Pada tahun 1933 M., ia pindah ke kota Najaf Asyraf untuk melanjutkan studi. Di kota ini, ia menamatkan bagian akhir jenjang pendidikan tingkat tinggi di bawah asuhan guru-guru besar seperti Syeikh Murtadha Thaliqani, Muhammad Hadi Milani, dan Sayid Abul Qasim Khui.
Setelah itu, ia bergabung dengan kuliah yang dibimbing oleh para ulama besar seperti Sayid Abul Hasan Isfahani, Aqa Dhiya' Iraqi, Mirza Na'ini, dan Syeikh Husain Gharawi Isfahani yang lebih dikenal dengan Syeikh Kumpani.
Ayatullah Behjat lebih banyak menimba ilmu pengetahuan dari Syeikh Kumpani. Untuk itu, ulama besar ini lebih banyak mempengaruhi tata cara berpikir dan sikap Ayatullah Behjat. Syeikh Kumpani adalah salah seorang murid besar Akhund Khurasani. Setelah sang guru meninggal dunia, Syeikh Kumpani memiliki posisi yang sangat istimewa di kalangan ulama.
Mata kuliah yang diberikan terkenal sangat berat, tapi sangat berbobot. Untuk itu, kuliah ini hanya dapat dihadiri oleh pelajar-pelajar agama yang berbobot. Jika kuliah yang diberikan oleh para guru besar Najaf dihadiri oleh banyak pelajar, kuliah Syeikh Kumpani hanya diminati oleh sejumlah jari tangan saja.
Di samping kemampuannya dalambidang Fiqih dan Ushul Fiqih, ia juga dikenal sebagai orang ahli muraqabah, diam, dan muhasabah. Ia selalu merenungkan dan sangat jarang berbicara. Jika ia menghadiri sebuah majelis yang menyulut pembahasan di kalangan ulama, ia hanya berdiam diri.
Syeikh Kumpani selalu duduk di majelis di mana ada tempat kosong. Ia sangat rendah hati, berakhlak mulia, dan sangat tenang. Sekalipun ia memperoleh harta warisan yang melimpah, ia memberikan seluruh harta ini kepada fakir miskin. Ia sendiri tidak memiliki apa-apa.
Ayatullah Behjat yang selalu menyebut Syeikh Kumpani dengan sebutan "Guru Kami" memiliki kriteria yang sangat dekat dengannya, baik dari sisi pondasi Ushul Fiqih dan Fiqih, metode pengajaran, mapun pemberian perhatian terhadap zikir dan ibadah harian. Mereka yang pernah membaca atau mendengar kondisi atau pelajaran Syeikh Kumpani pasti merasakan sebuah daya tarikh khusus.
Syahid Mutahari sendiri, lantaran Ayatullah Behjat pernah menimba pengetahuan dari Syeikh Kumpani, menyarankan kepada para pelajar agama untuk menghadiri pelajaran Ushul Fiqih Ayatullah Behjat.
Akan tetapi, satu hal yang lebih menambahkan keserupaan suluk individual dan amaliah Ayatullah Behjat ini dengan Syeikh Kumpani, serta membedakan Ayatullah Behjat dari para ulama semasanya. Yaitu pelajaran irfan yang pernah ia timba dari seorang arif masyhur kala itu; yaitu Ayatullah Sayid Ali Qadhi.

> Tugas yang Diminta
• A. Menurut teks tentang Ayatullah Behjat, pada tahun berapa ia pindah ke kota Najaf Asyraf?
• B. Tulis ulang bagian teks tentang Ayatullah Behjat yang diawali kata-kata "Syeikh Kumpani selalu" dan diakhiri "Fiqih Ayatullah Behjat.", dengan mengganti "rendah hati" menjadi "tawaduk".
• C. Teruskan teks tentang Ayatullah Behjat mulai setelah kalimat terakhirnya.
Data berikut merupakan bahan tersendiri yang terpisah dari teks tentang Ayatullah Behjat.

> Data yang Disediakan
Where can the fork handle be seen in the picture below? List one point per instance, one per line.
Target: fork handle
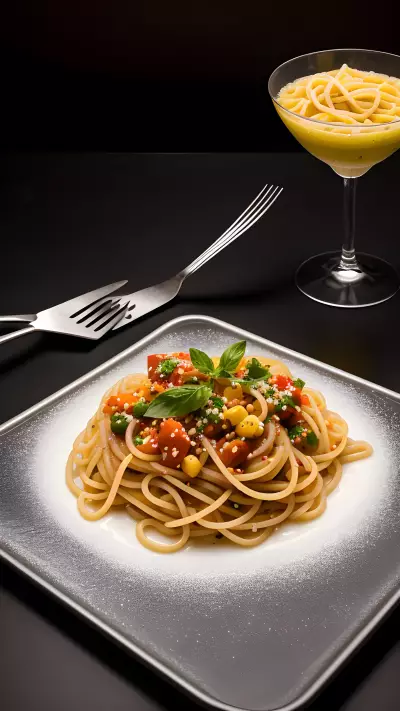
(16, 334)
(17, 318)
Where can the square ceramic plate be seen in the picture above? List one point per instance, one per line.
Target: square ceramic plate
(257, 629)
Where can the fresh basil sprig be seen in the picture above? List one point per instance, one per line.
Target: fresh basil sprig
(179, 401)
(231, 357)
(256, 371)
(228, 363)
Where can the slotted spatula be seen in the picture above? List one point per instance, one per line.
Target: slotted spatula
(88, 316)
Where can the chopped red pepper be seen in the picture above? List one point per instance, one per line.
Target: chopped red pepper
(174, 442)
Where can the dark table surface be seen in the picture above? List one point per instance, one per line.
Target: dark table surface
(69, 223)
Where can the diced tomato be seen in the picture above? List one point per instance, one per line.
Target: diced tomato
(160, 386)
(116, 403)
(151, 446)
(153, 362)
(181, 355)
(174, 442)
(282, 381)
(229, 457)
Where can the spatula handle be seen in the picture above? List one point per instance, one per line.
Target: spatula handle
(17, 318)
(16, 334)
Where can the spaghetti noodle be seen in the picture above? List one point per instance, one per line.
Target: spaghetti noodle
(210, 448)
(345, 95)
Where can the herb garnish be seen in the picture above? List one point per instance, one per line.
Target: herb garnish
(179, 401)
(299, 383)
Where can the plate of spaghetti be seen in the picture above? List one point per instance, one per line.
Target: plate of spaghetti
(201, 449)
(227, 509)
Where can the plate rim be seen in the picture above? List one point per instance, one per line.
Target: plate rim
(338, 661)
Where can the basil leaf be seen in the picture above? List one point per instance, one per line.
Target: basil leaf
(231, 357)
(179, 401)
(299, 383)
(201, 361)
(256, 371)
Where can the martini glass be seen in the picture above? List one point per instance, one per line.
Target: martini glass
(343, 278)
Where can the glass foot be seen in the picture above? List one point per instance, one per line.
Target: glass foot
(325, 279)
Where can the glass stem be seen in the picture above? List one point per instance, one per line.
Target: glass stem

> Jawaban per Tugas
• A. Pada tahun 1933 M.

• B.
Syeikh Kumpani selalu duduk di majelis di mana ada tempat kosong. Ia sangat tawaduk, berakhlak mulia, dan sangat tenang. Sekalipun ia memperoleh harta warisan yang melimpah, ia memberikan seluruh harta ini kepada fakir miskin. Ia sendiri tidak memiliki apa-apa.
Ayatullah Behjat yang selalu menyebut Syeikh Kumpani dengan sebutan "Guru Kami" memiliki kriteria yang sangat dekat dengannya, baik dari sisi pondasi Ushul Fiqih dan Fiqih, metode pengajaran, mapun pemberian perhatian terhadap zikir dan ibadah harian. Mereka yang pernah membaca atau mendengar kondisi atau pelajaran Syeikh Kumpani pasti merasakan sebuah daya tarikh khusus.
Syahid Mutahari sendiri, lantaran Ayatullah Behjat pernah menimba pengetahuan dari Syeikh Kumpani, menyarankan kepada para pelajar agama untuk menghadiri pelajaran Ushul Fiqih Ayatullah Behjat.

• C.
Kemungkinan besar, salah satu faktor yang mendorong Ayatullah Behjat untuk berpindah ke Najaf dan meninggalkan Karbala adalah kehadiran Ayatullah Sayid Ali Qadhi di Najaf. Oleh karena itu, pada usia 18 tahun, Ayatullah Behjat memberanikan diri berpindah ke Najaf dan menjadi murid Ayatullah Qadhi selama bertahun-tahun.
Kala itu, kota Najaf Asyraf, di samping kemampuan dalam bidang ilmu Fiqih dan Ushul Fiqih, juga menjadi tempat yang menarik bagi para pesalik cinta seperti Behjat. Keberadaan para arif di kota ini menambah kekuatan atmosfir kota Najaf dan melumpuhkan setiap pencari cintai sejati.
Menurut penuturan Ayatullah Behjat sendiri, di makam suci Amirul Mukminin Ali as, lebih dari 70 orang membaca doa Abu Hamzah Tsumali dalam qunut shalat witir mereka; sebuah realita yang senantiasa mengkhawatirkan Ayatullah Behjat bisa hal ini sirna atau berkurang dari kalangan para pelajar agama.
Ayatullah Sayid Ali Qadhi sendiri adalah salah seorang murid Syeikh Al-Syari'ah Isfahani dan Akhund Khurasani. Dalam dunia irfan, ia telah berhasil menggapai maqam yang sangat tinggi. Sangat masyhur bahwa ia sering bermalam di Masjid Kufah dan Sahlah. Shalat panjang dan rintihan tangisnya mampu meluluhkan hati para pesalik ulung seperti Ayatullah Behjat, Allamah Tabatabai, dan Syahid Dastghaib.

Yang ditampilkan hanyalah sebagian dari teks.